* EXERCISE OBJECTIVE: Locate the line containing "Query: bronze statue" in the material below; repeat it and every line after it, exactly as written.

* RECORDS SUPPLIED:
┌──
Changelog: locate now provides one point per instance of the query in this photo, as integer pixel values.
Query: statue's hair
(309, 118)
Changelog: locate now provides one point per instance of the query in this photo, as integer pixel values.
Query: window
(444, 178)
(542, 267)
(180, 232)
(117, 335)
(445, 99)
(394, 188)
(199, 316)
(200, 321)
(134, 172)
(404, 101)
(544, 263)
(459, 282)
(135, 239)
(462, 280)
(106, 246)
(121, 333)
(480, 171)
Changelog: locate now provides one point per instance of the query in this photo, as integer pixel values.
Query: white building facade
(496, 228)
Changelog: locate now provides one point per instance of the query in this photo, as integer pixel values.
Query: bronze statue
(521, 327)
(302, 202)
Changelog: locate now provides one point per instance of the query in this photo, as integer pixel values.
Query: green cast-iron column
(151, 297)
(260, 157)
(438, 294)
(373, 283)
└──
* REPLY TO THE EXERCISE:
Query: bronze statue
(521, 327)
(302, 202)
Changelog: locate now provides one point per instance of the query in this photo, as integer pixel values.
Query: green cast-iron column
(151, 297)
(260, 157)
(438, 294)
(373, 283)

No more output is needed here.